__EXERCISE TEXT__.
_ _ _ _ _

Secrets of the Presidential Elections: Why did Tehran allow moderate reformists to run?

The British newspaper “Financial Times” confirmed that a wave of optimism has swept through political reformists in Iran after a representative from their camp was allowed to run against several hardline candidates in the recent presidential elections.

Massoud Pezeshkian, a 69-year-old surgeon and member of parliament, was the surprise choice on the list of qualified candidates published by the Guardian Council over the weekend. This council, dominated by hardliners, must approve all presidential nominations.

Pezeshkian’s Openness

The British newspaper added that Pezeshkian, a former health minister, was not initially seen as a prominent reformist candidate, but he gained admirers due to his openness, willingness to criticize the hardline policies of the Islamic Republic, and commitment to justice and equality.

His “For Iran” campaign has called for a new era of relations between the regime and the people, and to address the widespread “distrust” of politicians through a process of national “reconciliation.”

Mohammad Sadegh Javadi-Hessar, a reformist politician, said, “Pezeshkian will be the phenomenon of this presidential election.” He added, “The Iranian society is very disappointed and waiting for a big change. I am very optimistic that people will see Pezeshkian as the right person.”

The Guardian Council had prevented major reformists from running in the 2021 elections, which were won by Ebrahim Raisi, whose death in a helicopter crash last month led to early elections on June 28.

Diversity in the Race

The newspaper confirmed that few observers expected the regime, led by Supreme Leader Ayatollah Ali Khamenei, to change its strategy and allow reformists on the ballot this time, but Pezeshkian’s addition has shaken up the competition.

It continued, saying that whether this was a conscious decision to add diversity to the race and encourage voter turnout, or a calculation that a mid-level reformist could not garner enough support to win, is a matter of debate.

However, Pezeshkian has already been endorsed by Eshaq Jahangiri, the former first vice-president who was barred from voting by the Guardian Council, and Javad Zarif, the former foreign minister who negotiated the 2015 nuclear deal with world powers. Former reformist President Mohammad Khatami is also expected to do the same.

_ _ _ _ _

(Dataset entries)

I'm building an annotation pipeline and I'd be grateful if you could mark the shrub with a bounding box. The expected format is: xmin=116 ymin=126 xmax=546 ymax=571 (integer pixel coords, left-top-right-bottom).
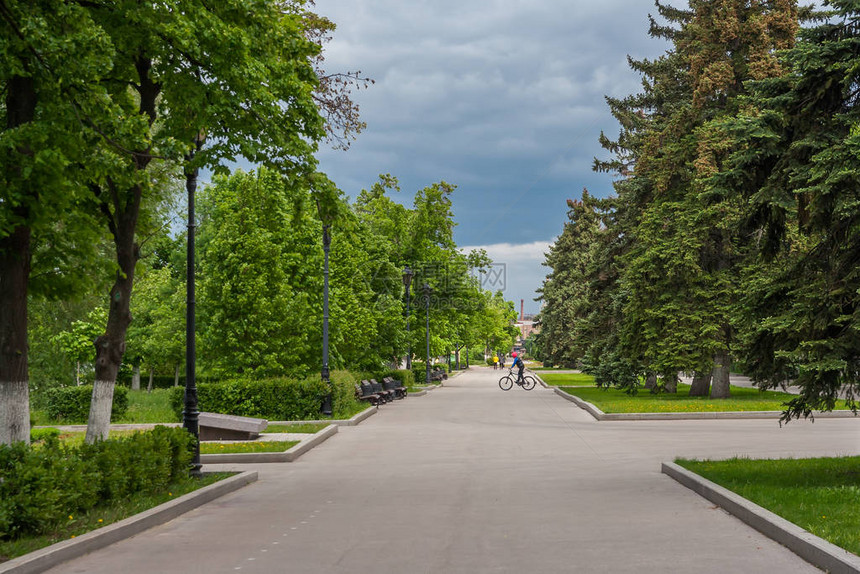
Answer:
xmin=30 ymin=427 xmax=60 ymax=442
xmin=45 ymin=385 xmax=128 ymax=424
xmin=0 ymin=427 xmax=194 ymax=540
xmin=170 ymin=371 xmax=364 ymax=421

_ _ _ _ _

__DIRECTIONS__.
- A) Summarize the article on Iran's presidential race in three sentences.
- B) Using the article on Iran's presidential race, decide whether each statement agrees with it, answering yes or no and quoting the words that settle it: (i) Pezeshkian was seen as a prominent reformist candidate from the start. (ii) Raisi's death led to the early elections. (iii) Mohammad Khatami has already endorsed Pezeshkian.

__TASK-BY-TASK RESULTS__.
- A) The Financial Times reports that Iranian reformists are optimistic after the hardliner-dominated Guardian Council approved Massoud Pezeshkian, a 69-year-old surgeon and member of parliament, as a presidential candidate. The early elections on June 28 follow the death of Ebrahim Raisi in a helicopter crash, and Pezeshkian's surprise addition has shaken up a race in which major reformists had been barred in 2021. It is debated whether the regime wanted diversity and higher turnout or calculated that a mid-level reformist could not win, while figures such as Javad Zarif have already endorsed him.

- B)
(i) No: "was not initially seen as a prominent reformist candidate"
(ii) Yes: "whose death in a helicopter crash last month led to early elections on June 28"
(iii) No: "Former reformist President Mohammad Khatami is also expected to do the same."